### Information given

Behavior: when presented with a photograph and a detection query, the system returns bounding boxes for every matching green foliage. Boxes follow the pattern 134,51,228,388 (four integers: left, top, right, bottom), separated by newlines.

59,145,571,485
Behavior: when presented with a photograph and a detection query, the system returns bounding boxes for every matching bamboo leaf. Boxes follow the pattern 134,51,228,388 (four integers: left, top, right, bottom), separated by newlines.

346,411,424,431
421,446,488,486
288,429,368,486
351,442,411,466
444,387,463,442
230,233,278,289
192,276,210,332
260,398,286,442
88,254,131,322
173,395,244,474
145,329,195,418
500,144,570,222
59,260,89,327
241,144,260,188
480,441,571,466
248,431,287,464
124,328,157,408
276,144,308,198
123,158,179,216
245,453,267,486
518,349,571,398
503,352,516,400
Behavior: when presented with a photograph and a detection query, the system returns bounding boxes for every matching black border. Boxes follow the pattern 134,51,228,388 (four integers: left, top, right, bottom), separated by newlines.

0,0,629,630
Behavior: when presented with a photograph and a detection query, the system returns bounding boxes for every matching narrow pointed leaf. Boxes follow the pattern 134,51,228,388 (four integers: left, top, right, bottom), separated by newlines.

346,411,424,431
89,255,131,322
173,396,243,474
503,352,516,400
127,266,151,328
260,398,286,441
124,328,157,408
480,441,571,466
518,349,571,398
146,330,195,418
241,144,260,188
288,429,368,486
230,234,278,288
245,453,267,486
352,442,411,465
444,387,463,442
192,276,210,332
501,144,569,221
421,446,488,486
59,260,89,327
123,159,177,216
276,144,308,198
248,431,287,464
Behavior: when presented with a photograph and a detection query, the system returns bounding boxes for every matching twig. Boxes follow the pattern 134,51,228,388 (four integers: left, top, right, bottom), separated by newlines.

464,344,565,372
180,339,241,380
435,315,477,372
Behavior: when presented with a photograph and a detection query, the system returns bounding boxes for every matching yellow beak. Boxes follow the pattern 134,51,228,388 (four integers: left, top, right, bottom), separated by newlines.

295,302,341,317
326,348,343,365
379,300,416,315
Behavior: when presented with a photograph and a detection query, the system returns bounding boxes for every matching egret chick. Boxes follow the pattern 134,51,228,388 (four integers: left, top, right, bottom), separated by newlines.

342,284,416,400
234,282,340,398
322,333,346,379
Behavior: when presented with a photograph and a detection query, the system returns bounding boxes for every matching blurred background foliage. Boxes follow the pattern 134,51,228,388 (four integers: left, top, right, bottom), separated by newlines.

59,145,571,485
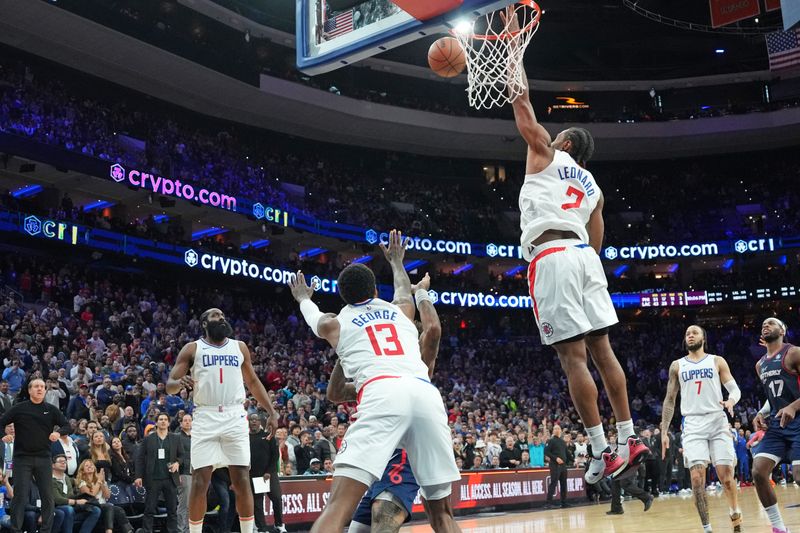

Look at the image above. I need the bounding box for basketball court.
[401,485,800,533]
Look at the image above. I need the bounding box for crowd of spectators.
[0,50,800,249]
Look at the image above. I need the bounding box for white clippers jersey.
[519,150,601,261]
[336,298,428,390]
[678,354,722,416]
[191,339,245,407]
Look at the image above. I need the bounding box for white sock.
[764,503,786,531]
[586,424,608,459]
[617,420,636,444]
[239,516,255,533]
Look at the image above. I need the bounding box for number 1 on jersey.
[365,324,405,355]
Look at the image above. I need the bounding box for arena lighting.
[241,239,269,250]
[403,259,427,272]
[300,248,328,259]
[11,185,43,198]
[83,200,117,213]
[192,228,228,241]
[503,266,525,276]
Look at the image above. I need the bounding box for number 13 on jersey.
[364,324,405,356]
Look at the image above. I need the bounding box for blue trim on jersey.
[197,338,230,348]
[683,353,711,365]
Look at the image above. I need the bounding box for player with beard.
[661,325,742,533]
[167,308,278,533]
[753,317,800,533]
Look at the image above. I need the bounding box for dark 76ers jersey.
[758,344,800,417]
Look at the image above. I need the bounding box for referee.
[0,378,67,533]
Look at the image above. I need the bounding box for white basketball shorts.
[682,411,736,468]
[334,376,461,487]
[528,239,618,345]
[192,405,250,470]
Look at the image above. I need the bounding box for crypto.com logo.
[109,163,125,183]
[183,248,198,267]
[24,215,42,235]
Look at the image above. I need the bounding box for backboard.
[297,0,513,75]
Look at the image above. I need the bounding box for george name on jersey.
[557,167,595,196]
[203,354,239,367]
[350,309,397,328]
[681,368,714,381]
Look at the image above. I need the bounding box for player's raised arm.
[775,346,800,428]
[289,270,339,348]
[661,361,680,460]
[412,273,442,378]
[381,229,415,320]
[237,341,278,436]
[327,361,358,403]
[586,194,606,254]
[500,5,554,172]
[717,356,742,416]
[166,342,197,394]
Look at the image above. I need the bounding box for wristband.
[414,289,433,307]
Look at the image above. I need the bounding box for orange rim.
[450,0,542,41]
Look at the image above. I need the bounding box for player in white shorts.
[167,308,277,533]
[290,231,461,533]
[504,6,650,484]
[661,325,742,532]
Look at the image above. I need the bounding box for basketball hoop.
[450,0,542,109]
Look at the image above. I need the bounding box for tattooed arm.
[661,361,680,460]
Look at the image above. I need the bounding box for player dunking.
[328,274,442,533]
[753,318,800,533]
[661,325,742,532]
[503,6,649,483]
[290,232,460,533]
[167,308,277,533]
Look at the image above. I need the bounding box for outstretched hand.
[411,272,431,292]
[289,270,314,303]
[381,229,410,264]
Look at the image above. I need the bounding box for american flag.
[322,9,353,39]
[766,28,800,70]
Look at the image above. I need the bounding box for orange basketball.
[428,37,466,78]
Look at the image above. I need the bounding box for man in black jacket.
[253,413,286,533]
[0,379,67,533]
[544,426,569,507]
[294,431,319,476]
[134,413,183,533]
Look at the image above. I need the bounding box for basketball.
[428,37,466,78]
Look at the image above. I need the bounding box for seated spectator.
[110,437,136,484]
[53,455,101,533]
[303,457,324,476]
[75,458,133,533]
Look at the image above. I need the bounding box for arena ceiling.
[260,0,781,80]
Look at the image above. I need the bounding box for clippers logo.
[109,163,125,183]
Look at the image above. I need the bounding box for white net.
[452,0,540,109]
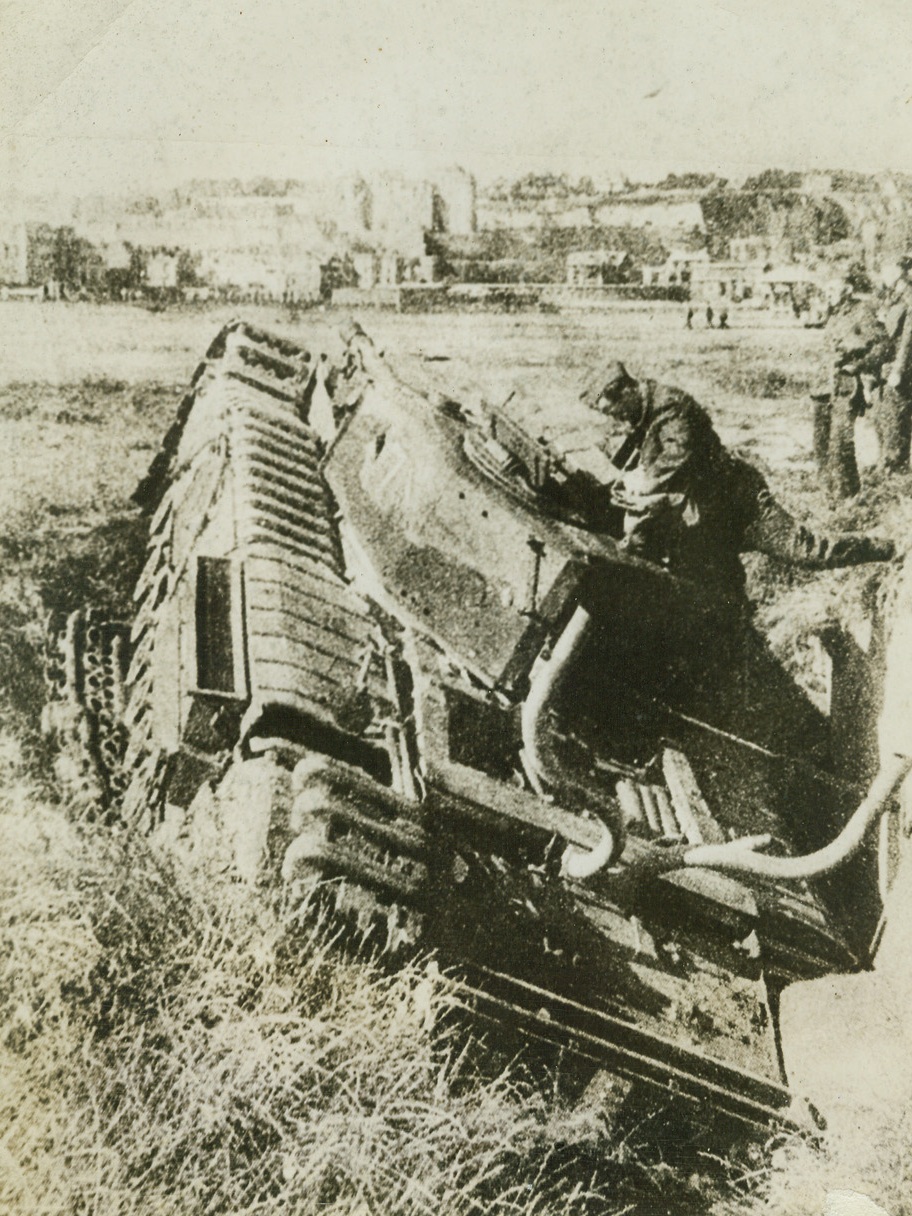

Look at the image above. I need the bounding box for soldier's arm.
[743,488,896,570]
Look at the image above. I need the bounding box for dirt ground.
[0,296,911,1212]
[0,303,823,518]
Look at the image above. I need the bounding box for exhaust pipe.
[683,754,912,878]
[520,607,624,878]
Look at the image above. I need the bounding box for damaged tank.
[44,322,899,1128]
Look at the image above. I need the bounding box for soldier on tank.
[573,362,895,606]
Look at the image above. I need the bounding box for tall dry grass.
[0,724,734,1216]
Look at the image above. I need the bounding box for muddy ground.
[0,296,912,1214]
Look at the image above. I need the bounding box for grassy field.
[0,296,908,1216]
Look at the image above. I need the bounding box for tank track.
[273,754,429,959]
[44,608,129,816]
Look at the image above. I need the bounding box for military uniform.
[668,450,895,607]
[877,278,912,473]
[595,369,894,607]
[814,293,893,501]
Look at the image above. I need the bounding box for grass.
[0,305,912,1216]
[0,748,744,1216]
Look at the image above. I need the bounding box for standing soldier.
[877,254,912,473]
[814,266,893,502]
[584,364,895,608]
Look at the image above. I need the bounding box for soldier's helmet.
[843,261,874,295]
[580,360,636,410]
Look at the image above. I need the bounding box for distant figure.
[874,254,912,473]
[584,364,895,607]
[812,266,893,502]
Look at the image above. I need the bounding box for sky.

### Stated problem
Rewrite all of the data above, replacing "detection query" with "search query" wherever it occurs and leaving everything else unchanged. Leave the pictures out of your answer.

### Response to this task
Behavior: when presented with a photograph and a search query, the system returns bounding boxes for every matching green foliage. Boxes follow the pattern 134,51,228,388 (four integers: left, top, right, bottom), separated by newlines.

59,145,571,485
Behavior: when presented with a photograph and a search query, the system returns bounding boxes for every matching bamboo leaf. Boxes follow the pattern 134,51,228,388 (four integers: left, top, right, bottom), separated by newlines.

346,411,424,431
421,446,488,486
288,429,368,486
351,442,411,466
444,387,463,442
230,233,278,289
192,276,210,332
260,398,286,442
88,254,131,322
173,395,244,474
145,329,195,418
500,144,570,222
59,260,89,327
241,144,260,188
480,441,571,466
248,431,287,464
124,328,157,408
276,144,308,198
123,158,179,216
245,453,267,486
518,349,571,398
503,352,516,400
Behavior: when presented with a photograph and a search query, the system returns bounding boxes for every matching black border. Boxes follow the pattern 134,51,228,388 (four integers: left, top, right, bottom), separated by newlines.

0,0,629,630
Behavior: when presented with a photograph and a search query, the system returns bounding boxes for every matching narrow pointed leaf. Boxes follow the pattern 134,51,228,388 (four integers: left, top, right, bottom), separated by newlines.

346,411,424,431
89,255,131,322
173,396,243,474
503,352,516,400
127,266,151,328
260,398,286,441
124,328,157,408
480,441,571,466
518,349,571,398
146,330,195,418
241,144,260,188
288,429,368,486
230,234,278,288
245,453,267,486
352,442,411,465
444,387,463,442
192,276,210,332
501,144,569,221
421,446,488,486
59,260,89,327
123,159,177,216
276,144,308,198
248,431,287,464
Behavior: when presented with a photograph and a search query, the system returns bounding boxes for every matching twig. Boxes follow the pattern 134,51,228,388 (four integers: left, top, right, bottom), separated by newlines.

464,344,565,372
180,339,241,380
435,315,477,372
Behavior: when presented with a photograph and a search query, the system returns bounding boxes for every matching yellow beak. Boxes follow the pattern 134,51,228,388 (four integers: left, top, right, bottom), separated by newlines.

295,302,341,317
326,348,343,365
379,300,416,315
Behavior: when presented with a photograph and a search query, the system returns bounding boxes for every matching egret chick. Boxes follow the pattern 134,51,228,388 (four integers: left, top, right, bottom), separated by newlines.

342,284,416,400
234,282,340,398
322,333,346,379
Behavior: when presented with a photograph and a search query, the system returns bounding boxes for every matching blurred background foliage. Boxes follow the pattern 134,51,228,388 (four integers: left, top, right, bottom), separated by newlines.

59,145,571,485

Look at the image above. I need the bounding box for basketball court.
[401,485,800,533]
Look at the image above. I need the bounding box for crowd of spectators.
[0,50,800,249]
Look at the image above. I need the bounding box for white clippers jersey.
[519,150,601,261]
[336,298,428,390]
[678,354,722,416]
[191,339,245,407]
Look at the image above. I need the bounding box for white sock.
[764,503,786,531]
[586,424,608,459]
[617,420,636,444]
[239,516,255,533]
Look at the image above. I need the bounding box for number 1 on jersey.
[365,324,405,355]
Look at the image above. I need the bounding box for arena lighting.
[241,239,269,250]
[403,259,427,272]
[300,248,328,259]
[11,185,43,198]
[83,200,117,213]
[192,228,228,241]
[503,266,525,276]
Look at the image above. I need the bounding box for number 13 on jersey.
[364,324,405,356]
Look at the image above. I need the bounding box for blue trim on jersey.
[197,338,230,348]
[683,353,711,365]
Look at the image above. I need the bounding box for player with beard.
[661,325,742,533]
[167,308,278,533]
[753,317,800,533]
Look at the image above. I need the bounding box for dark 76ers jersey.
[758,344,800,417]
Look at the image above. I need the bounding box for referee.
[0,378,67,533]
Look at the image above. I need the bounding box for white basketball shorts.
[682,411,736,468]
[334,376,461,487]
[528,239,618,345]
[192,405,250,470]
Look at the image above. I need the bounding box for crypto.com logo.
[109,163,125,183]
[183,248,198,267]
[24,215,42,235]
Look at the image above. I need the bounding box for backboard.
[297,0,513,75]
Look at the image above. I need the bounding box for george name on jersey.
[557,167,595,196]
[203,354,239,367]
[350,309,397,328]
[681,368,714,381]
Look at the image above. I need the bounding box for player's raised arm.
[775,346,800,428]
[289,270,339,348]
[661,361,680,460]
[412,273,442,378]
[381,229,415,320]
[237,341,278,436]
[327,361,358,403]
[586,194,606,254]
[500,5,554,172]
[717,356,742,416]
[166,342,197,394]
Look at the image above. I need the bounding box for wristband.
[414,289,433,307]
Look at the image above. I need the bounding box for orange rim.
[450,0,542,41]
Look at the image above. I need the bounding box for player in white shorts.
[167,308,277,533]
[290,231,461,533]
[504,6,650,484]
[661,325,742,532]
Look at the image above. I need the bounding box for basketball hoop.
[450,0,542,109]
Look at the image above. I need the bounding box for tattooed arm.
[661,361,680,460]
Look at the image above. I need the bounding box for player dunking.
[328,274,442,533]
[753,318,800,533]
[661,325,742,532]
[503,6,649,483]
[290,232,460,533]
[167,308,277,533]
Look at the image above. I need the bounding box for outstretched hand.
[411,272,431,292]
[289,270,314,303]
[381,229,410,264]
Look at the image above. I need the bounding box for american flag.
[322,9,353,39]
[766,28,800,70]
Look at the image above. I need the bounding box for orange basketball.
[428,37,466,78]
Look at the image above. I need the bounding box for man in black jacket.
[253,413,286,533]
[0,379,67,533]
[544,426,569,507]
[294,431,319,476]
[134,413,183,533]
Look at the image above. I need the bounding box for basketball.
[428,37,466,78]
Look at the image above. I need the bounding box for seated spectator.
[110,437,136,484]
[53,455,101,533]
[303,457,324,476]
[75,458,133,533]
Look at the image above. I need the bounding box for arena ceiling.
[260,0,781,80]
Look at the image above. I need the bounding box for clippers logo.
[109,163,125,183]
Look at the image above. I need the bounding box for white net.
[452,0,540,109]

Look at the image above. I need the bounding box for soldier's arm.
[743,488,896,570]
Look at the image above. I need the bounding box for dirt ground.
[0,296,911,1212]
[0,303,823,518]
Look at the image above. I need the bounding box for exhaust pipe.
[683,754,912,878]
[520,607,624,878]
Look at the image above. I need the bounding box for damaged tank.
[44,322,899,1128]
Look at the image above. I need the bounding box for soldier on tank.
[573,362,895,606]
Look at the image above. I need the bounding box for tall dry grass.
[0,724,734,1216]
Look at the image above. I need the bounding box for muddy ground.
[0,296,912,1214]
Look at the image above. I need the bounding box for grassy field.
[0,296,908,1216]
Look at the image above. I need the bounding box for tank track.
[273,754,429,959]
[44,608,129,816]
Look at the image above. I need the bounding box for military uniform.
[668,450,895,607]
[877,278,912,473]
[595,369,894,607]
[814,293,893,501]
Look at the image above. I need the bounding box for grass.
[0,305,912,1216]
[0,748,744,1216]
Look at the image above. I need the bounding box for standing soldier.
[877,254,912,473]
[814,266,893,502]
[584,364,895,608]
Look at the image above. I need the bounding box for soldier's helmet.
[843,261,874,295]
[580,360,636,410]
Look at the image above. I need the bounding box for distant figure.
[874,254,912,473]
[584,364,895,607]
[812,266,893,502]
Look at the image above. I need the bounding box for sky.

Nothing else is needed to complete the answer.